→ WHAT YOU HAVE TO DO
Extract the records below, from the very first line through the line containing "[482,193,501,360]", including both ends. Reproduce every line unchanged.

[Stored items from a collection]
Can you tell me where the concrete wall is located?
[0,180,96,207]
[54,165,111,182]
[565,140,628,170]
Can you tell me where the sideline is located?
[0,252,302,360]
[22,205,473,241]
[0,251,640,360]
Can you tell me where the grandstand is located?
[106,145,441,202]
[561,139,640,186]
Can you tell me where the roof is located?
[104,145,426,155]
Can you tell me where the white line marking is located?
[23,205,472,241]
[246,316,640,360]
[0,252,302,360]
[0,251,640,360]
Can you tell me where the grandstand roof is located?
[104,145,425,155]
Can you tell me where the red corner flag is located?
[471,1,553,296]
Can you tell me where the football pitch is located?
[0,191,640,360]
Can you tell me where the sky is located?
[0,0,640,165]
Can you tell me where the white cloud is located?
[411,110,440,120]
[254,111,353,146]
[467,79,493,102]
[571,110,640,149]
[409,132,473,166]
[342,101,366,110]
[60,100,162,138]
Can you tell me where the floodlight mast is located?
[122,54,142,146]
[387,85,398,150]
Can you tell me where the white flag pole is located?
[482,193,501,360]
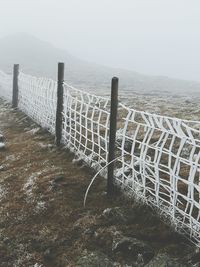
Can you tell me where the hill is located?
[0,34,200,94]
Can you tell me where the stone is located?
[101,207,136,224]
[75,251,120,267]
[145,253,188,267]
[112,235,154,266]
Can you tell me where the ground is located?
[0,101,200,267]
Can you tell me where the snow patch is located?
[0,142,5,149]
[26,127,40,135]
[0,185,7,201]
[23,172,41,198]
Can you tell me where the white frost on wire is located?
[0,72,200,247]
[19,72,57,133]
[0,71,12,102]
[116,104,200,244]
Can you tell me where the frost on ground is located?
[0,185,7,201]
[0,99,200,267]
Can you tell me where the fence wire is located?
[0,72,200,247]
[115,105,200,245]
[63,83,110,173]
[0,71,12,102]
[19,72,57,133]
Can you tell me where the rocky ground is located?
[0,101,200,267]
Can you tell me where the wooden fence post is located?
[12,64,19,108]
[107,77,119,196]
[56,63,65,146]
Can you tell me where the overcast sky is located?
[0,0,200,81]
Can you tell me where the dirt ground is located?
[0,100,200,267]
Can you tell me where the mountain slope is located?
[0,34,200,93]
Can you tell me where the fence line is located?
[0,66,200,247]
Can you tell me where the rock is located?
[52,175,65,184]
[101,207,136,224]
[44,248,54,261]
[75,251,120,267]
[145,253,188,267]
[0,134,5,143]
[0,142,5,150]
[112,235,154,266]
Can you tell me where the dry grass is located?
[0,99,197,267]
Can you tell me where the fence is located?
[0,64,200,247]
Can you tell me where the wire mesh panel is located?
[0,68,200,247]
[19,73,57,133]
[116,105,200,245]
[0,71,12,102]
[63,84,110,172]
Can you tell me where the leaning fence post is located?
[56,63,65,146]
[12,64,19,108]
[107,77,119,196]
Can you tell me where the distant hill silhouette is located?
[0,33,200,93]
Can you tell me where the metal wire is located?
[0,72,200,247]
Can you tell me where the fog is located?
[0,0,200,81]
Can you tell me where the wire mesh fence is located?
[0,68,200,246]
[63,83,110,173]
[19,72,57,133]
[0,71,12,102]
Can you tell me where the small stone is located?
[0,134,5,143]
[145,253,187,267]
[75,251,117,267]
[0,142,5,150]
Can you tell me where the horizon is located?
[0,32,200,83]
[0,0,200,82]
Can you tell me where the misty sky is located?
[0,0,200,81]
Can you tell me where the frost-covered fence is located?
[0,67,200,247]
[63,83,110,170]
[0,70,12,102]
[115,105,200,246]
[18,72,57,133]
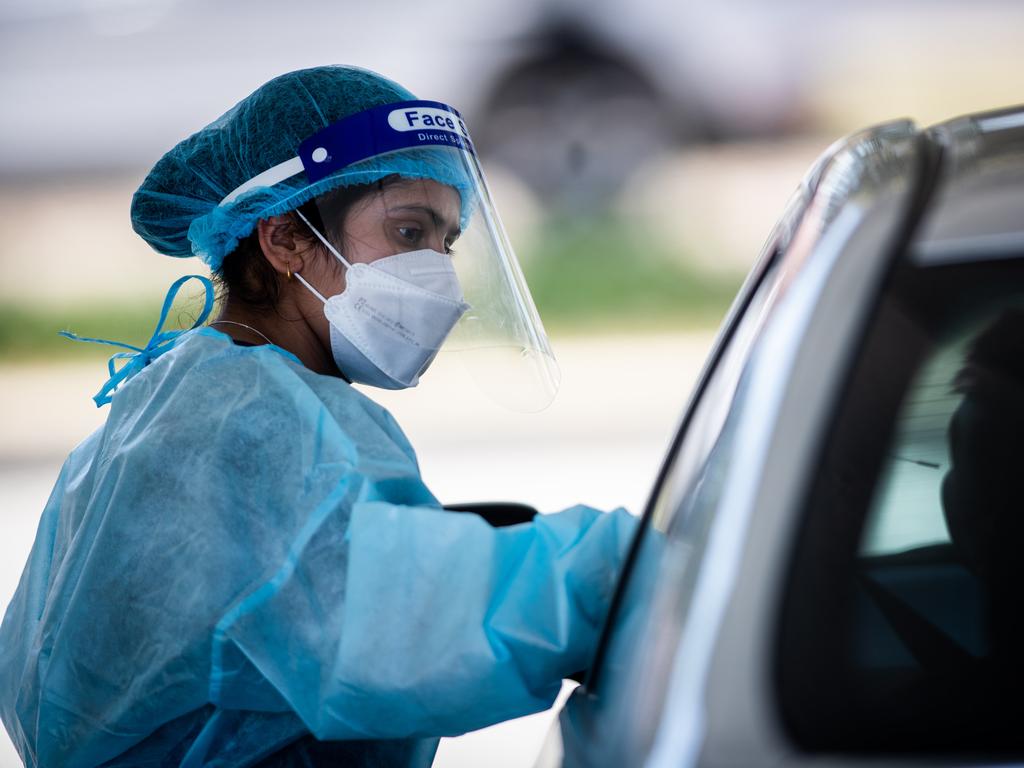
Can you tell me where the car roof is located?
[912,105,1024,263]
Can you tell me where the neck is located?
[214,297,339,376]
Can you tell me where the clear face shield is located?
[226,101,560,412]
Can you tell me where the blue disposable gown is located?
[0,329,633,768]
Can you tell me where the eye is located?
[398,226,423,245]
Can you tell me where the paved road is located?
[0,334,711,768]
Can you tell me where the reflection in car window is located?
[588,257,778,764]
[777,260,1024,756]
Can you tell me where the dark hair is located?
[214,175,398,313]
[953,308,1024,400]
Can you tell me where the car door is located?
[538,122,926,766]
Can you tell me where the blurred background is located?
[0,0,1024,767]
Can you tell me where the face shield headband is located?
[216,100,560,412]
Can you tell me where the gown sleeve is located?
[214,501,635,739]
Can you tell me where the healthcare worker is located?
[0,67,633,768]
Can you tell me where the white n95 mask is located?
[295,211,469,389]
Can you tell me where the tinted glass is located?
[588,253,777,764]
[778,259,1024,755]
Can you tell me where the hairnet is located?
[131,67,473,271]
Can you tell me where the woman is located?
[0,68,632,766]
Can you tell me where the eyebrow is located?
[387,206,462,238]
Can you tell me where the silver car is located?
[537,108,1024,768]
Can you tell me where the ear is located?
[256,216,303,274]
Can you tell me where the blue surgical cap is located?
[131,67,473,272]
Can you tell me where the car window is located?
[776,259,1024,756]
[569,252,778,762]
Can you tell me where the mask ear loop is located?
[292,208,352,304]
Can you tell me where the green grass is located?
[0,297,212,361]
[0,218,741,361]
[523,219,742,331]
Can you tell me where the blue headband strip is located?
[299,100,475,184]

→ EXPECTED ANSWER
Can you tell me where the concrete wall is located?
[0,180,96,207]
[54,165,111,182]
[565,140,628,170]
Can you tell me where the sideline is located?
[0,252,302,360]
[22,205,473,241]
[0,251,640,360]
Can you tell me where the grandstand is located?
[106,145,441,202]
[561,139,640,186]
Can you tell me where the roof is located?
[104,145,426,155]
Can you tell me where the white line marking is located?
[23,205,472,241]
[246,316,640,360]
[0,252,302,360]
[0,251,640,360]
Can you tell me where the grandstand roof is located?
[104,145,425,155]
Can you tell me where the red corner flag is located?
[471,1,553,296]
Can you tell me where the football pitch is located?
[0,191,640,360]
Can you tell me where the sky is located?
[0,0,640,165]
Can you tell me where the white cloud is located?
[411,110,440,120]
[254,111,353,146]
[467,79,493,102]
[571,110,640,149]
[409,132,473,166]
[342,101,366,110]
[60,100,162,138]
Can you tell me where the floodlight mast is located?
[122,54,142,146]
[387,85,398,150]
Can you tell me where the white flag pole is located?
[482,193,501,360]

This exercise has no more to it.